Working data:
:::::

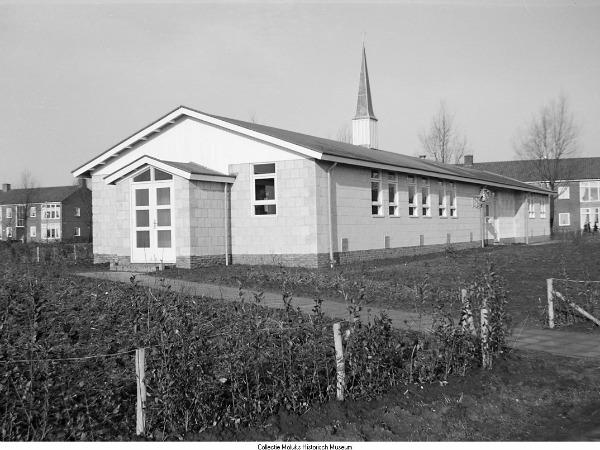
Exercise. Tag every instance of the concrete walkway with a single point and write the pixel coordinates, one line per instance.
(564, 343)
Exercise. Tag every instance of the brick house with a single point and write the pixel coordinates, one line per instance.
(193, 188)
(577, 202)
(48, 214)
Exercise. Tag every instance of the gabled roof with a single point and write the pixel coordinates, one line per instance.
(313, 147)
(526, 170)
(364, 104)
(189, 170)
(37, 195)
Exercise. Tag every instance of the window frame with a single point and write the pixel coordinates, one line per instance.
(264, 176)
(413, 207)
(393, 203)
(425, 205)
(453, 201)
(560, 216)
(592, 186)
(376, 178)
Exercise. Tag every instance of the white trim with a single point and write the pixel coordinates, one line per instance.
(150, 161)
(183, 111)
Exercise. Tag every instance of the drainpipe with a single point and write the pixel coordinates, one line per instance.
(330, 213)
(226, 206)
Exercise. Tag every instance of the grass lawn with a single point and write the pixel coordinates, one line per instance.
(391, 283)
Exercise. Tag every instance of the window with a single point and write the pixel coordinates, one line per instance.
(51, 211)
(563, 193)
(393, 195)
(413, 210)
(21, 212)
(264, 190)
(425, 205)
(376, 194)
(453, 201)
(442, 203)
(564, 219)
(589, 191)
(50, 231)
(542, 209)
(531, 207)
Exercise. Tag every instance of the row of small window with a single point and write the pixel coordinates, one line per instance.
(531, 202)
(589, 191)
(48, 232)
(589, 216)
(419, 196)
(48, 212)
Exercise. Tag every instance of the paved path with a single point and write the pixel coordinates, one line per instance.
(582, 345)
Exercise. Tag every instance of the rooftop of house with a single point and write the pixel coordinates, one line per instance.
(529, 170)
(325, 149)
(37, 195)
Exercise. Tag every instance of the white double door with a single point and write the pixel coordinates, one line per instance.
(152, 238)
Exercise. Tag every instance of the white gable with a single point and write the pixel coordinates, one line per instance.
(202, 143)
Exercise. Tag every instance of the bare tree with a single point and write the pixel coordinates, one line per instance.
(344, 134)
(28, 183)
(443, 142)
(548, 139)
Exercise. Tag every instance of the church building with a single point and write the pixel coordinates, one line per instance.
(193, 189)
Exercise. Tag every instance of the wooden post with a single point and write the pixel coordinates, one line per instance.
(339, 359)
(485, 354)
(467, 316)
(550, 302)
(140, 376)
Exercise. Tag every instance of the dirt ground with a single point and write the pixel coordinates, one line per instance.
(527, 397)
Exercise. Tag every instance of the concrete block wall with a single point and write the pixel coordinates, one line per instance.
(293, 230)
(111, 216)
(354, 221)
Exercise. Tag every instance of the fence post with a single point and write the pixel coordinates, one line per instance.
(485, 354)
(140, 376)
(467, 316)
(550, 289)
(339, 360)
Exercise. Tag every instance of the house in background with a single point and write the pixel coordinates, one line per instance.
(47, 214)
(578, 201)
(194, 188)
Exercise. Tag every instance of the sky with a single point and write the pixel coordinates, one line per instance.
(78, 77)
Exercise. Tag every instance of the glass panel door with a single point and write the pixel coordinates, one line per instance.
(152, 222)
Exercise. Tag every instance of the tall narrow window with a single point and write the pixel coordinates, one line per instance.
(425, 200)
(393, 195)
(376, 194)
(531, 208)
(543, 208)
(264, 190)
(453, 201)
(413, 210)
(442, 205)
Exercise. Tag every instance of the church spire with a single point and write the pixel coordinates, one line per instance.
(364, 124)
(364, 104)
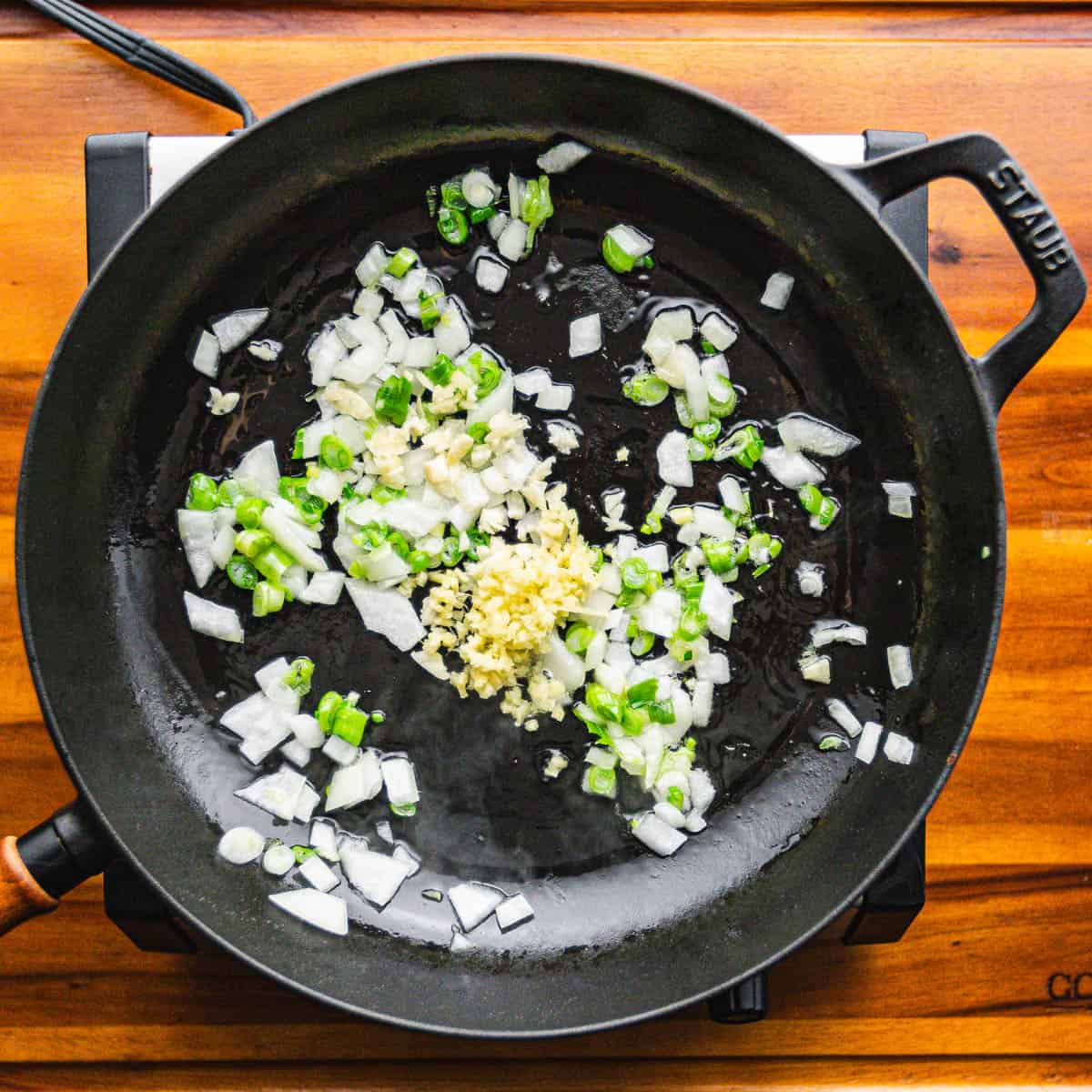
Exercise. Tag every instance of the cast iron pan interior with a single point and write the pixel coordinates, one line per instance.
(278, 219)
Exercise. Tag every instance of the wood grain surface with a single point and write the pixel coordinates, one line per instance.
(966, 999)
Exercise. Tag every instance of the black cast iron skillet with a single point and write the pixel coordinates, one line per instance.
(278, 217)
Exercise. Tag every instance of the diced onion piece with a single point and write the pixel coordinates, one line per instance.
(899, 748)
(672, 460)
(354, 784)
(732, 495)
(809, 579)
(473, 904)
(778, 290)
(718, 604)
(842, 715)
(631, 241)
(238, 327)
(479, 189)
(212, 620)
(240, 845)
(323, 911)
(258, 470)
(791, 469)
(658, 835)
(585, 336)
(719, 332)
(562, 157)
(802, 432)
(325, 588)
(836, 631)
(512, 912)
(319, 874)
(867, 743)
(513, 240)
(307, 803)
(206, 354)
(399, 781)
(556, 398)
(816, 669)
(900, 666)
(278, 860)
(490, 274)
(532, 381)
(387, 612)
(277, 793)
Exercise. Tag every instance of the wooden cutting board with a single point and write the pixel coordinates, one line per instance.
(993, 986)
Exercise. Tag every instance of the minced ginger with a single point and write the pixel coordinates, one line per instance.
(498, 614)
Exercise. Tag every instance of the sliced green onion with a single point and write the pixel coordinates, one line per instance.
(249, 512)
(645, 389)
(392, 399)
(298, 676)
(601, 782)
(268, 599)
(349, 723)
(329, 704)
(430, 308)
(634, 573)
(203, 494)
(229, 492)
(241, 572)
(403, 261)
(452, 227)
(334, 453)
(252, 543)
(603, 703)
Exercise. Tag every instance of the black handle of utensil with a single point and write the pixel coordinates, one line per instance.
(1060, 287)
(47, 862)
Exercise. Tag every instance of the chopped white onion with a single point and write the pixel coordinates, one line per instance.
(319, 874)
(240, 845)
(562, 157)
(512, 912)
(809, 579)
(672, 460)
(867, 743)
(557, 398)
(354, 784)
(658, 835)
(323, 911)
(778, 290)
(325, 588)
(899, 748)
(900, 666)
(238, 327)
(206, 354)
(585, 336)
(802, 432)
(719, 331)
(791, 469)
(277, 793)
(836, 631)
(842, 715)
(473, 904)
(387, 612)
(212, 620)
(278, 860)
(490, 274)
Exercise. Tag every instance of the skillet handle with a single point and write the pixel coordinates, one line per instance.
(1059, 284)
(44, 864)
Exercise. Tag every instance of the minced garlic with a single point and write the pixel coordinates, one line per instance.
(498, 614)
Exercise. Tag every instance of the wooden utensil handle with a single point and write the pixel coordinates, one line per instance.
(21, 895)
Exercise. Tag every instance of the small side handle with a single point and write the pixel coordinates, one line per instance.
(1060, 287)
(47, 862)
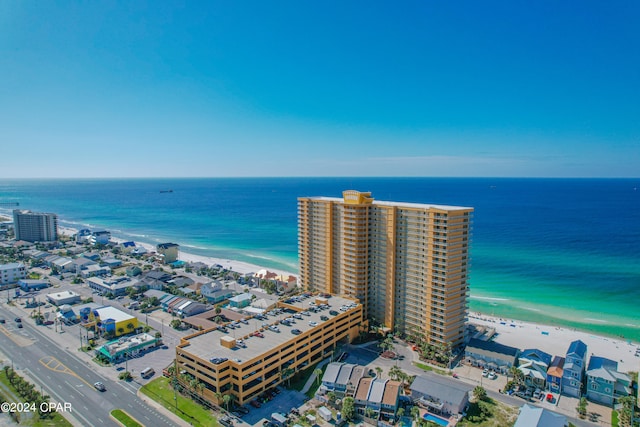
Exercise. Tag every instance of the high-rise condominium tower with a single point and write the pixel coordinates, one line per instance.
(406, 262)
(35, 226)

:::::

What is asked: Begin at the row that contains "Exercise. Tag every instance of the black handle" and continue through the final row, rewriting each row with its request and shifting both numbers of every coordinate pair up by 14. Leave the pictures out.

Solution to the problem:
Exercise. Tag every instance of the black handle of utensil with a single point and write the pixel coordinates, one line per instance.
(1074, 301)
(61, 876)
Exercise. Tag every instance of the chopped white onion with a single point and write the pixel coordinates, one line per instance.
(333, 888)
(254, 859)
(576, 171)
(526, 926)
(823, 593)
(686, 474)
(881, 757)
(571, 412)
(368, 798)
(672, 849)
(337, 925)
(792, 304)
(339, 602)
(913, 762)
(914, 680)
(252, 341)
(220, 368)
(599, 350)
(816, 446)
(733, 345)
(805, 483)
(291, 807)
(850, 645)
(856, 729)
(487, 918)
(401, 626)
(226, 634)
(292, 874)
(504, 288)
Exercise. Tag every instance of the skillet handle with a single point and write the pixel coordinates, one line per instance.
(1073, 298)
(58, 878)
Exercise. Tag every instance of the minced garlic with a single point and write the pixel coordinates, one line per instance.
(512, 628)
Exercise. Tag every instance of the wooden utensil handle with a single point and write the pixel coordinates, one line per instance.
(35, 909)
Exercise. Tag every instance of the small side handle with a single point and write the pixel coordinates, one line per instance.
(1074, 301)
(61, 876)
Exercise. Tag every instance of the high-rise condominium tower with a single point and write the pixel coordinates, one line per instance.
(420, 276)
(49, 240)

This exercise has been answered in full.